▶ _TASK INSTRUCTIONS_
1 - Decide whether each statement below agrees with the post on single-cell omics in liver cancer, answering yes or no and quoting the deciding words of the post exactly. (a) About 35,000 people in the United States get liver cancer each year. (b) Secondary liver cancer is cancer that first arises in the liver. (c) Flow cytometry is described as a rarely used single-cell technique.
2 - Carry on writing the post on single-cell omics in liver cancer, starting after its last sentence.

Single-cell Omics in Liver Cancer

Posted by beauty33 on March 31st, 2022

Liver cancer is the condition that cells grow out of control in the liver, which could be divided into two types. It\'s called primary liver cancer if it primarily happens in the liver, and if the cancer cells spread to the liver from a primary cancer spot somewhere else in the body, it would be secondary liver cancer. In the United States, about 35,000 men and women get liver cancer each year with 27,000 deaths, and the number has been rising for decades.

To develop possible therapies for the second most lethal cancer worldwide, researchers focus on understanding the tumor microenvironment (TME), in which liver cancer cells, immune cells, stromal cells, and many other cell types form an ecosystem. Understanding TME used to be a challenging task because cellular compositions and their dynamic intercellular interactions in this ecosystem are so complex. But continuous advances in single-cell techniques allow profiling multiple omics status and spatial information at the single-cell level, helping reveal the phenotypes and functionalities of disease-specific cell populations more comprehensively.

Single-cell Technologies


Single-cell technologies are increasingly developed and applied as important tools for biological analysis. Compared to conventional methods performing average measurements on bulk populations of cells, single-cell measurements on individual cells reveal complex cell interactions and unmask cell heterogeneity in the liver tissues. Single-cell sequencing, isolation, and indexing allow profiling the liver cancer microenvironment from different cellular scales with extremely high dimensions. Moreover, single-cell multi-omics methods, including genomic, transcriptomic, proteomic, and spatial information, have also been developed to simultaneously detect different omics of single cells.

Single-cell Omics in Liver Cancer

Single-cell data has been widely used to discover biomarkers for the diagnosis and prognosis prediction of liver cancer, as well as to identify new treatable targets and develop novel cancer immunotherapies. Single-cell omics can identify gene variations, tumor heterogeneity, and drug resistance, providing hints for the early diagnosis and individualized treatment of liver cancer. For instance, flow cytometry (FCM), one of the most widely used single-cell labeling and sorting techniques, has been applied to obtain data of single-cell omics in cancer biomarker tests, which contributes to identifying treatment-resistant cells in a cell population.

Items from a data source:
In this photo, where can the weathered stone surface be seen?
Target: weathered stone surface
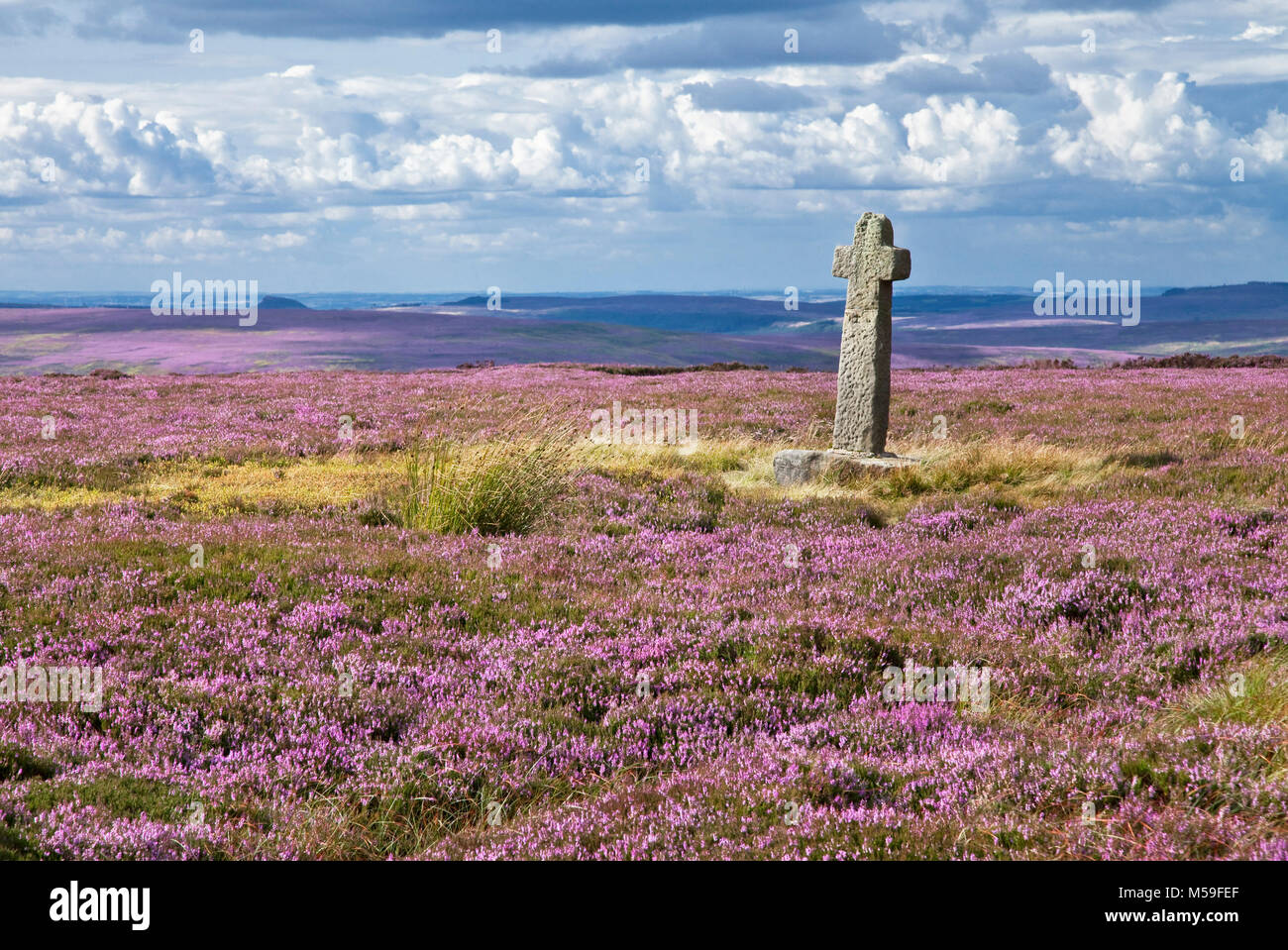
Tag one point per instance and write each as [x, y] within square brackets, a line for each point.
[863, 376]
[800, 467]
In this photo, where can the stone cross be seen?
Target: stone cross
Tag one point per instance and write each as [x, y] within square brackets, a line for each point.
[863, 377]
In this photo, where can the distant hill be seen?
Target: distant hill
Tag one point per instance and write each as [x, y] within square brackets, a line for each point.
[974, 327]
[270, 303]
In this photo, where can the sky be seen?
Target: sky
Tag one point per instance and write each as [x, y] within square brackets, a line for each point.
[576, 146]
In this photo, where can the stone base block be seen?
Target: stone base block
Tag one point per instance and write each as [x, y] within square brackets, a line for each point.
[800, 467]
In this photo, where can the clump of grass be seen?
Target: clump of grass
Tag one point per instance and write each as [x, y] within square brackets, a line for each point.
[1260, 697]
[497, 486]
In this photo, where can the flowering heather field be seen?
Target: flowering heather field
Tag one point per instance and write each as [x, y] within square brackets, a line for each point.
[682, 659]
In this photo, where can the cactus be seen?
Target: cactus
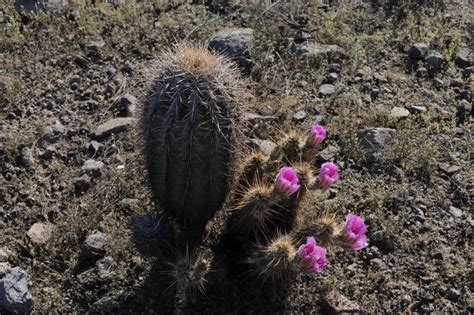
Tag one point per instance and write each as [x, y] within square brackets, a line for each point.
[190, 125]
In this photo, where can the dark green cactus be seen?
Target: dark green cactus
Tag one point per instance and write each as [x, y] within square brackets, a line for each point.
[190, 123]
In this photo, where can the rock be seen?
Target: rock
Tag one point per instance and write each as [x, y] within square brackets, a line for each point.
[81, 184]
[26, 157]
[112, 126]
[399, 112]
[52, 133]
[300, 115]
[418, 51]
[35, 5]
[126, 105]
[421, 72]
[336, 303]
[95, 243]
[266, 146]
[456, 212]
[93, 167]
[463, 57]
[316, 51]
[40, 233]
[375, 141]
[435, 60]
[448, 169]
[237, 43]
[14, 294]
[4, 268]
[326, 90]
[93, 148]
[329, 153]
[331, 77]
[418, 109]
[104, 265]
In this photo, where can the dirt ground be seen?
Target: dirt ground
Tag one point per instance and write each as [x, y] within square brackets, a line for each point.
[62, 74]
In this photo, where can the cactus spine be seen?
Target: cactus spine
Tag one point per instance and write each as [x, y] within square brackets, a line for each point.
[190, 124]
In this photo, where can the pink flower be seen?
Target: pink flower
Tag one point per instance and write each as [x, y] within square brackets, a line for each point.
[313, 257]
[354, 233]
[316, 135]
[328, 175]
[286, 181]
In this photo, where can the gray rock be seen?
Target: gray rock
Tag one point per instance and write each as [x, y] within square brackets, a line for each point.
[93, 167]
[96, 242]
[435, 60]
[316, 52]
[26, 157]
[35, 5]
[105, 265]
[326, 90]
[40, 233]
[463, 57]
[14, 294]
[399, 112]
[375, 141]
[421, 72]
[126, 105]
[237, 43]
[418, 51]
[456, 212]
[300, 115]
[52, 133]
[112, 126]
[336, 303]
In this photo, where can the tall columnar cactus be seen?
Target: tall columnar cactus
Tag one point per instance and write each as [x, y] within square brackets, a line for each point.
[190, 124]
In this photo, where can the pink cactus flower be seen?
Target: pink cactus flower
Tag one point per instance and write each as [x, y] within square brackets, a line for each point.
[316, 135]
[354, 233]
[328, 175]
[312, 256]
[286, 181]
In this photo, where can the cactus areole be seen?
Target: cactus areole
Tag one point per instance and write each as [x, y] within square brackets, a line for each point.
[190, 124]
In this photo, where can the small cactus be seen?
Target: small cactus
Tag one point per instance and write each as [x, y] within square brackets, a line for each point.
[190, 125]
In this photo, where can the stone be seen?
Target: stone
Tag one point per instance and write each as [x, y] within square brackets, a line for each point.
[300, 115]
[463, 57]
[14, 294]
[328, 153]
[52, 133]
[96, 242]
[418, 51]
[435, 60]
[421, 72]
[375, 141]
[336, 303]
[266, 146]
[399, 112]
[112, 126]
[236, 43]
[104, 265]
[418, 109]
[93, 167]
[317, 51]
[35, 5]
[326, 90]
[40, 233]
[456, 212]
[81, 184]
[126, 105]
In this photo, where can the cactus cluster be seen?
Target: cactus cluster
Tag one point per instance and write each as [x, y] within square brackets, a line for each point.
[246, 206]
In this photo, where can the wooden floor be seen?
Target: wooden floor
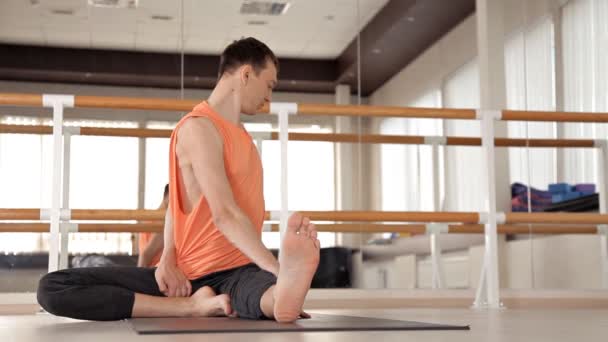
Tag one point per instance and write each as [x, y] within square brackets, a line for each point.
[494, 325]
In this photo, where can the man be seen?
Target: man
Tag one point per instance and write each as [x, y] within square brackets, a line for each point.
[151, 244]
[213, 226]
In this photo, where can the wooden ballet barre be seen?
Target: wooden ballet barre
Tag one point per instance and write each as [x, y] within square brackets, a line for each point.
[150, 227]
[556, 218]
[327, 137]
[158, 215]
[416, 229]
[35, 100]
[547, 116]
[345, 216]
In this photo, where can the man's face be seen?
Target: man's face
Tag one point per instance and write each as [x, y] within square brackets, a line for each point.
[258, 88]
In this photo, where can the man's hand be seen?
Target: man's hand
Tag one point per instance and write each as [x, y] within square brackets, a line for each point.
[171, 280]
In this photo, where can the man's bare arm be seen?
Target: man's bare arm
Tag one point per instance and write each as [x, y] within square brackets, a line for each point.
[202, 147]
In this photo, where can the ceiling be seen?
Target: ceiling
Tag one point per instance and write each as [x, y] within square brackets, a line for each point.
[308, 29]
[316, 40]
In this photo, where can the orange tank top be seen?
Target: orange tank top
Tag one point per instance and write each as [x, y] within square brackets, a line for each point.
[200, 247]
[144, 240]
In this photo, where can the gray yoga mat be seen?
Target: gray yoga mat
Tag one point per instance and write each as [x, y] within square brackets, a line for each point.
[316, 323]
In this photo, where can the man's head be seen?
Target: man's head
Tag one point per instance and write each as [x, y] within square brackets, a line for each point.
[252, 67]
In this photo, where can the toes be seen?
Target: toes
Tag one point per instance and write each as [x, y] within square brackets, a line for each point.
[294, 223]
[305, 229]
[313, 233]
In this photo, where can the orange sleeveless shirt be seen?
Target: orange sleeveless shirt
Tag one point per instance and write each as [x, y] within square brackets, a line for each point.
[200, 247]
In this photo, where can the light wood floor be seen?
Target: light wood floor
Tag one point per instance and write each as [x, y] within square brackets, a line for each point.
[486, 325]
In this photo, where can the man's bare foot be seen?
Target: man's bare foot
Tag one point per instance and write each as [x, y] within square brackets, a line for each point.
[298, 261]
[207, 304]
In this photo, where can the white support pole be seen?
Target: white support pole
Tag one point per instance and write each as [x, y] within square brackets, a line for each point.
[436, 259]
[259, 142]
[489, 277]
[284, 137]
[283, 110]
[64, 248]
[58, 103]
[602, 148]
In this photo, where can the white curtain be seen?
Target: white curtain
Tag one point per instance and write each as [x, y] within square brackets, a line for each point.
[463, 164]
[407, 178]
[529, 73]
[585, 44]
[103, 175]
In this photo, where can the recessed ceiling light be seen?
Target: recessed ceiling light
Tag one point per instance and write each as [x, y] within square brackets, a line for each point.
[264, 7]
[114, 3]
[62, 12]
[257, 22]
[161, 17]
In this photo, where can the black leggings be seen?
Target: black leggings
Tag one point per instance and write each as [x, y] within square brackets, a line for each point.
[108, 293]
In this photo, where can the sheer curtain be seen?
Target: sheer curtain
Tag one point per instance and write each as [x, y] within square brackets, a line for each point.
[585, 44]
[463, 164]
[529, 71]
[407, 177]
[103, 175]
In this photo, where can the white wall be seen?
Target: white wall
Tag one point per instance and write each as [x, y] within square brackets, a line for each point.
[139, 115]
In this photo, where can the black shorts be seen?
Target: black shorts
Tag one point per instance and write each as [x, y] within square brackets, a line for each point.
[244, 285]
[108, 293]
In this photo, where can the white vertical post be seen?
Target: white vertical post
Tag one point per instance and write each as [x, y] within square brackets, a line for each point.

▶ _ANSWER LIST_
1 -
(a) Yes: "In the United States, about 35,000 men and women get liver cancer each year"
(b) No: "if the cancer cells spread to the liver from a primary cancer spot somewhere else in the body, it would be secondary liver cancer"
(c) No: "one of the most widely used single-cell labeling and sorting techniques"

2 -
Original research published in the International Journal of General Medicine uses single-cell sequencing data to identify novel prognostic markers for hepatocellular carcinoma (HCC), the main histological subtype of liver cancer and a common malignancy featured with poor prognosis and high fatality rate. Single-cell sequencing technology based on single omics is a new technology that can observe characteristics of cells at a single-cell resolution, so this research team applies it for high-throughput sequencing analysis of genome, transcriptome, and epigenome, to uncover some key information that use to be ignored by conventional analysis. Single-cell data in this study help display the difference between homologous normal samples and tumor samples, reveal cellular interactions between different liver cells, analyze the key nodes where liver cells transform into liver cancer cells, and verify that deletion of these node genes is related to the occurrence and development of HCC.

Except for dissecting tumor microenvironments and describing the evolution of cancer cells in tumorigenesis and drug resistance, single-cell omics for liver cancer can also contribute to exploring cancer immunotherapies. Single-cell RNA sequencing and T-cell receptor (TCR) sequencing platforms have been integrated to improve the efficacy of promising immune checkpoint blockade (ICB) therapies and track dynamical T cell responses. For example, researchers found that the T cell landscape with the information of paired TCR α and β chains in liver cancers can disclose the transition route of exhausted CD8+ T cells in HCC, and they further noticed that a subset of CD8+ T cells with intermediate levels of PDCD1 and TIGIT could be the target cells for liver cancer immunotherapies.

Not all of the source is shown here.